■ **WORK TASK A**
From the Miguel Yoldi text, list the occupations he is said to have worked in after his education at the House of Mercy.
■ **WORK TASK B**
Reproduce verbatim the stretch of the Miguel Yoldi text from "Miguel Yoldi Beroiz (14" through "of Labor (CNT).".

■ **READING TEXT**
General Secretary of the Confederación Nacional del Trabajo
- In office December 1933 – February 1935
- Preceded by: Manuel Rivas
- Succeeded by: Horacio Prieto

Personal details
- Born: Miguel Yoldi Beroiz 14 April 1903 Pamplona, Navarre, Spain
- Died: 13 August 1961 (aged 58) Matamoros, Tamaulipas, Mexico

Military service
- Allegiance: Spanish Republic
- Branch/service: Confederal militias (1936–1937); Spanish Republican Army (1937–1939);
- Years of service: 1936–1939
- Unit: Durruti Column (1936–1937); 24th Division (1937–1938);
- Battles/wars: Spanish Civil War July 1936 military uprising in Barcelona; Siege of Madrid; Battle of Ciudad Universitaria; Aragon Offensive;

= Miguel Yoldi =

Spanish trade unionist

Miguel Yoldi Beroiz (14 April 1903 – 13 August 1961) was a Navarrese anarcho-syndicalist.

== Biography ==
On 14 April 1903, Miguel Yoldi Beroiz was born in Pamplona. He was educated at the House of Mercy in Pamplona and later worked as a turner, sailor and teacher. In 1920, at the age of 17, he joined the National Confederation of Labor (CNT).

During the Dictatorship of Primo de Rivera he went into exile in France, from where he returned when the Second Republic was proclaimed (1931). He then opened a bookshop with the aim of disseminating anarchist literature, a task to which he devoted himself until in 1934 he was elected General Secretary of the CNT, replacing Joaquín Ascaso Budria and moved to Barcelona. He held the position until the Congress of Zaragoza in 1936, where he was replaced by Horacio Martínez Prieto.

When the Spanish Civil War broke out, Yoldi was elected Secretary of Defense of Catalonia and faced the military uprising in the streets of Barcelona on 19 July 1936. He later joined the Aragon Offensive as a member of the Durruti Column, with which later he went to the defense of Madrid as an assistant of Buenaventura Durruti himself. He was wounded in the fighting in the University City of Madrid, where Durruti died. In December 1937 he returned to the Aragon front, where he replaced Enric Pérez i Farràs as head of the militia of the 24th Division of the XII Army of the Republic, together with José Manzana Vivó. After the fall of the Aragonese front in the spring of 1938, he was arrested by Republican authorities and his command of the division was withdrawn. From then until the end of the war he was a member of the Selection Board of the Military Academy.

At the end of the war he went into exile with his family, settling first in France and later in Mexico, where he formed the group of CNT leaders that decided to collaborate with the Spanish Republican government in exile. In 1945 he became an adviser to Horacio Martínez Prieto, while he was minister of the José Giral government, and from 1947 until his death he held various positions in the CNT in exile.

■ **DATA SHOWN**
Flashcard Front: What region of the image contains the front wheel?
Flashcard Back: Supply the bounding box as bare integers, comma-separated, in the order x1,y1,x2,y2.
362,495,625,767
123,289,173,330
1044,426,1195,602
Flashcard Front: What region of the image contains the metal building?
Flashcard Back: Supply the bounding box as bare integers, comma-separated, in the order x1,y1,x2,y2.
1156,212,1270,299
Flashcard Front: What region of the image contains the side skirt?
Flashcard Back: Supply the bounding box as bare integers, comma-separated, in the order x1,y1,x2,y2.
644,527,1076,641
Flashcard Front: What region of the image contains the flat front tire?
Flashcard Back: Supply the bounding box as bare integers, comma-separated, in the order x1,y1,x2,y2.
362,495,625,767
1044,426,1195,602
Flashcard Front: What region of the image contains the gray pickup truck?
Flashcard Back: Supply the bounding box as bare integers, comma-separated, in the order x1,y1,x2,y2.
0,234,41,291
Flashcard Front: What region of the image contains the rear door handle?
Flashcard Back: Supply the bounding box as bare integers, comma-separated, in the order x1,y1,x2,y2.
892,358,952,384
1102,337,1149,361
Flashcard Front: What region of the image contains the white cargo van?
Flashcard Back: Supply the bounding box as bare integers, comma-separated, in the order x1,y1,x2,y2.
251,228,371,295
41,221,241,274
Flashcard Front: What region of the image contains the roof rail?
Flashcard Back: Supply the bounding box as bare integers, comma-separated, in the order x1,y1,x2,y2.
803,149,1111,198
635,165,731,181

■ **EXERCISE OUTPUT A**
turner, sailor, teacher

■ **EXERCISE OUTPUT B**
Miguel Yoldi Beroiz (14 April 1903 – 13 August 1961) was a Navarrese anarcho-syndicalist.

== Biography ==
On 14 April 1903, Miguel Yoldi Beroiz was born in Pamplona. He was educated at the House of Mercy in Pamplona and later worked as a turner, sailor and teacher. In 1920, at the age of 17, he joined the National Confederation of Labor (CNT).